Data extracted from a collection
══════════════════════════════
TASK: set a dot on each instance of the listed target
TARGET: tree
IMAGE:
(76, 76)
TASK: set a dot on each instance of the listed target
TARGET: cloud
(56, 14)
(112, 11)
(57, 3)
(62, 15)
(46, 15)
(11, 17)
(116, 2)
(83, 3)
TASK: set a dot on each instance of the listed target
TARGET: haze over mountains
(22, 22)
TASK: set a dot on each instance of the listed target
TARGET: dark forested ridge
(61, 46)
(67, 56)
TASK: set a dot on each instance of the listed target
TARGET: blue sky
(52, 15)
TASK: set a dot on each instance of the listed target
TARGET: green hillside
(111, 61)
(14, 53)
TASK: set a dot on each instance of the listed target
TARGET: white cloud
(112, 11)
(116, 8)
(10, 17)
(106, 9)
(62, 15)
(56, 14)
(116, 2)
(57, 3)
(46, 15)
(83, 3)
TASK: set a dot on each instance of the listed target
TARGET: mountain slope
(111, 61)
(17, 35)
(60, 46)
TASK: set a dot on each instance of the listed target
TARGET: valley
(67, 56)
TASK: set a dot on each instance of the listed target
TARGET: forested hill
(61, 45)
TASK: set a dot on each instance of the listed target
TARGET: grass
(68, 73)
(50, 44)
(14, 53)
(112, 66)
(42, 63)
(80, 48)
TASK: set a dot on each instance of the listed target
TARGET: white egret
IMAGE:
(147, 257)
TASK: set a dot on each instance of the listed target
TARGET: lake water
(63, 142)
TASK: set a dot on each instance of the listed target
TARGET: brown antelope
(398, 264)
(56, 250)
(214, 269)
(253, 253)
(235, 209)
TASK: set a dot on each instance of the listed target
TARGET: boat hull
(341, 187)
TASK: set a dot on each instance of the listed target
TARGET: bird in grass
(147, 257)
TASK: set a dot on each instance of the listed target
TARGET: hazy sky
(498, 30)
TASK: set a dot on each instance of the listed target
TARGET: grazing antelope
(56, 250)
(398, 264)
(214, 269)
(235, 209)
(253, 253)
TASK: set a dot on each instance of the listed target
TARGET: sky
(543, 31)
══════════════════════════════
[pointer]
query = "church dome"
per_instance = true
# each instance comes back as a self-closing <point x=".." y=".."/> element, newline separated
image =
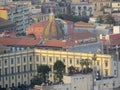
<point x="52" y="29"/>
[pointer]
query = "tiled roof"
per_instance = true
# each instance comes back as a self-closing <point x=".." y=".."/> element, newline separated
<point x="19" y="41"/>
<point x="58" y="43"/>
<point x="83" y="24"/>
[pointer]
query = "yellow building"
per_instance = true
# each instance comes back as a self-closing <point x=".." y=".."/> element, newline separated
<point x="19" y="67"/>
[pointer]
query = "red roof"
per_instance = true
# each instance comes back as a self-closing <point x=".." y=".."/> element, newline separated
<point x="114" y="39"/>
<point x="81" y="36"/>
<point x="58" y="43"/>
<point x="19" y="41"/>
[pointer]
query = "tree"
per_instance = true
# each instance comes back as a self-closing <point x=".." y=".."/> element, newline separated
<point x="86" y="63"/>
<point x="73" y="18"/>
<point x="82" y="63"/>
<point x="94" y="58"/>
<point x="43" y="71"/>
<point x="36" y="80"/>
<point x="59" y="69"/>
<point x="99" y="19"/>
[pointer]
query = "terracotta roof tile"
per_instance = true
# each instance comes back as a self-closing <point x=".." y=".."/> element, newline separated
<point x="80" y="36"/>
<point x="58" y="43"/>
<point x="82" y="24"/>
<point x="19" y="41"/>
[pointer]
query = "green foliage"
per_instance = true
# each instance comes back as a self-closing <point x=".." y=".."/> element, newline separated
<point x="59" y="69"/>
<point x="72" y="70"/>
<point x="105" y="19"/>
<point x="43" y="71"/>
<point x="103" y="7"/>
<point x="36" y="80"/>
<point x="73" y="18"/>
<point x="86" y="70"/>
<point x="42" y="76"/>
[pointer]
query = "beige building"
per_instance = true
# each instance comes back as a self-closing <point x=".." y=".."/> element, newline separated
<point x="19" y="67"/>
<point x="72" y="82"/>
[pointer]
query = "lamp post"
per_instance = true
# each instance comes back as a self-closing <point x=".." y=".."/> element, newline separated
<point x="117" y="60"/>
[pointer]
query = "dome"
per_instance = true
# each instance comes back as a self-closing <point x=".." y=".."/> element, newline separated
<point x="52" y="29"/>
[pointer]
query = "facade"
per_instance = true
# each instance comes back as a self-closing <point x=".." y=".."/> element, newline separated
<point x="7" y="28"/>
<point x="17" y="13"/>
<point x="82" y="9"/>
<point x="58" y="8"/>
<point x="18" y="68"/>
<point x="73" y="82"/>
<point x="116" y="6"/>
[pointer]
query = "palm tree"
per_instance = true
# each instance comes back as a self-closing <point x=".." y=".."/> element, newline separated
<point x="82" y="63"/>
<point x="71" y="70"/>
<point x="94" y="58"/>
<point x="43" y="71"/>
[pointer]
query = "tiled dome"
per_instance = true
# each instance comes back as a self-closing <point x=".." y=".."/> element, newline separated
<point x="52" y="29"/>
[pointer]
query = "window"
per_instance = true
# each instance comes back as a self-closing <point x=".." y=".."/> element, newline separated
══════════════════════════════
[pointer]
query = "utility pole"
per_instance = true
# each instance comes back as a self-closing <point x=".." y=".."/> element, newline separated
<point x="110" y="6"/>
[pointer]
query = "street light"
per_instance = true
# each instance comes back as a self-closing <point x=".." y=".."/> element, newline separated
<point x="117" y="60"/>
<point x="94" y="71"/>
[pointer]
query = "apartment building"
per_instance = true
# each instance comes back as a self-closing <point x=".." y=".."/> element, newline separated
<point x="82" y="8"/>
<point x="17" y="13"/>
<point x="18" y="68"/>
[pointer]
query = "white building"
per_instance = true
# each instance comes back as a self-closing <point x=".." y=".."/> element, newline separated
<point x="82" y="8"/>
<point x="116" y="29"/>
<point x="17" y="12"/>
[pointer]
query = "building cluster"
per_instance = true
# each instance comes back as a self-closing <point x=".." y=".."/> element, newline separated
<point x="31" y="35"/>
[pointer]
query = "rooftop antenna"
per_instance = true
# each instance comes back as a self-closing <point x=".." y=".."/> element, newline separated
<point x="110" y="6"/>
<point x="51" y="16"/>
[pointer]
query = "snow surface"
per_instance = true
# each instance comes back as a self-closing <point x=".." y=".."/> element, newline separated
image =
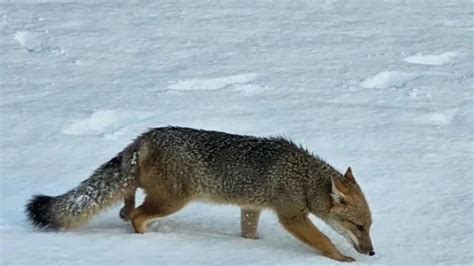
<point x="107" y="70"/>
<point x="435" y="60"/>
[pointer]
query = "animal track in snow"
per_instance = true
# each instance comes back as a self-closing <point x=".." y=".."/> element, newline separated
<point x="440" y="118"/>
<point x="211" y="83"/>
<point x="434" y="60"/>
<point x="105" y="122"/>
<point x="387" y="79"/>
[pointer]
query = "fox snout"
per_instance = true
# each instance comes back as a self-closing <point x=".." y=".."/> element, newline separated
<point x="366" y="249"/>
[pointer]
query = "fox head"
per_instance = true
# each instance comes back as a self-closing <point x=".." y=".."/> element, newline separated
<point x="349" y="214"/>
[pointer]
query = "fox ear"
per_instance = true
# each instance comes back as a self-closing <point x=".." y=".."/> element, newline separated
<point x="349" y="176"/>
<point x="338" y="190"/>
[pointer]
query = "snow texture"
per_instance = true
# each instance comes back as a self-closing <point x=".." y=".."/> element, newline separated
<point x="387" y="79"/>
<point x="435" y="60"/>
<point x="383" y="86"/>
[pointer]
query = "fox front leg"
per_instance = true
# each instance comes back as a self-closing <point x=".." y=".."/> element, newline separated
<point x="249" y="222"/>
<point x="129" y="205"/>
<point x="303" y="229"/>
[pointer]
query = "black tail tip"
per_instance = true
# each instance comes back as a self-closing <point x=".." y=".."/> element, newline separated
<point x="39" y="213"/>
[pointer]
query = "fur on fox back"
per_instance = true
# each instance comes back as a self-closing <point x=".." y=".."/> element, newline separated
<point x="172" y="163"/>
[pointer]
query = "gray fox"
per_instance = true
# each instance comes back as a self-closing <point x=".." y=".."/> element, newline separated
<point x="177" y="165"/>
══════════════════════════════
Assigned task: Say how many lines of these records hold the string "building", giving the number and no other words.

Result for this exercise: 5